:: Quoted text

The most recent renovations were initiated to provide research spaces for two new faculty members, Kaka Ma and Chris Weinberger, and as part of the development for the university’s newest interdisciplinary program, the School of Advanced Materials Discovery.
From 2002-2017, the facility was known as the Motorsport Engineering Research Center, or the “MERC,” to the CSU community. The center’s initial goal was to accommodate faculty and students involved in motorsport-related research, design, and development; however, with the economic downturn, the demand for motorsport engineering diminished, so the department diversified the facility in 2014.
Since 2004, the facility has also been home to the Composite Materials, Manufacture, and Structures research lab run by Donald Radford, and, more recently, the Advanced Materials Processing and Testing Lab, both of which continue to operate today. For many years, the Formula SAE Ram Racing team used the MERC to develop their racecars. Past FSAE president, and now ME alumnus and advisory board member, Adam Grabish, ’15, remembers his experiences there.
“The MERC was my home away from home for three years. FSAE was as much as part of the MERC as the MERC was a part of FSAE. I am the engineer I am today because of my time spent on the team, and I wouldn’t trade my experiences for anything.” When Thomas Bradley joined the department in the fall of 2008, the EcoCAR program also operated at the MERC for a short time, along with other senior design activity from 2004-2014.

::::

• Your instructions:
Answer these questions from the text about the engineering facility:
1. What name did the facility have from 2002 to 2017?
2. Who runs the Composite Materials, Manufacture, and Structures research lab?
3. In what year did the department diversify the facility?

:: Supplied data

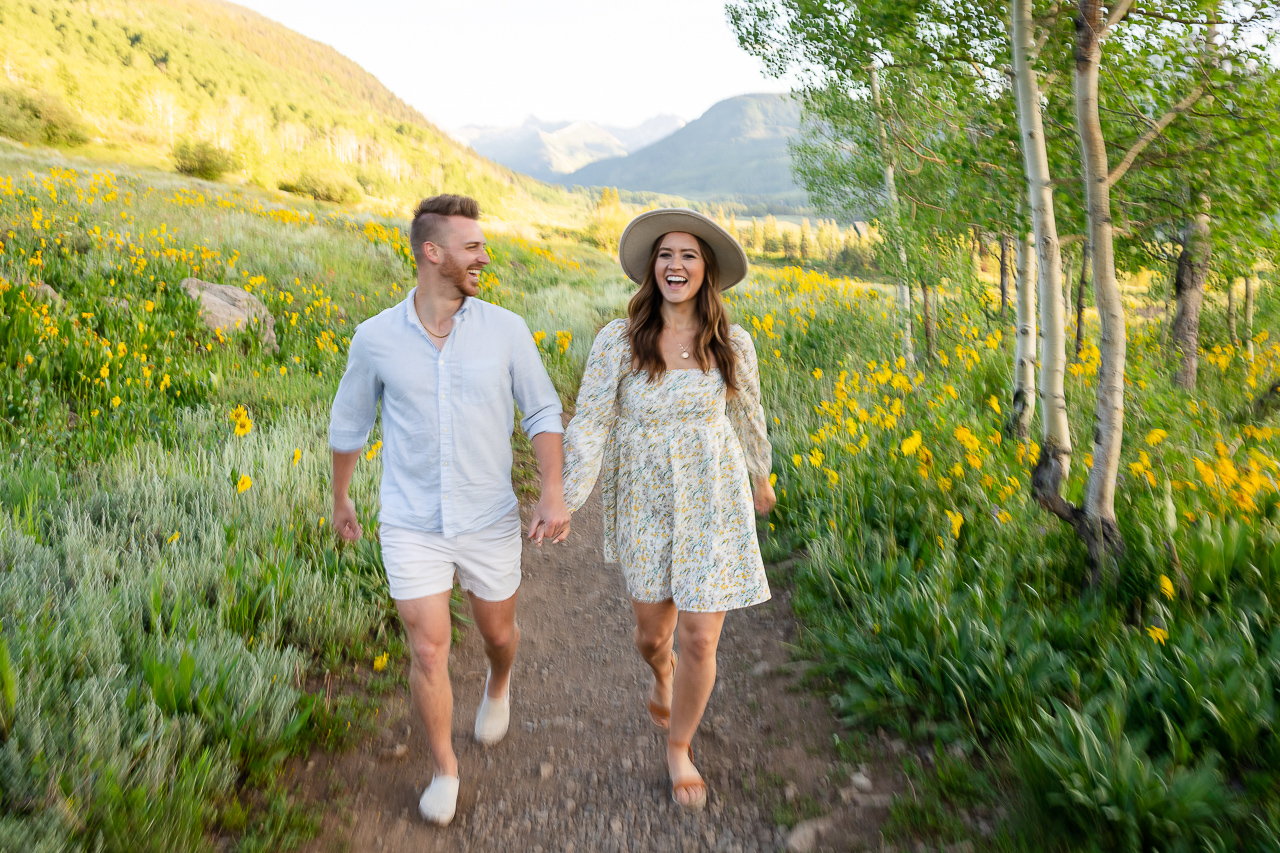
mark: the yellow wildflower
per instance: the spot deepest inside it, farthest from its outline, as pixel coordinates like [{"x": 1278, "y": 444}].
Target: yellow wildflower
[{"x": 912, "y": 443}]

::::

• Answer for this exercise:
1. The Motorsport Engineering Research Center, or the "MERC"
2. Donald Radford
3. 2014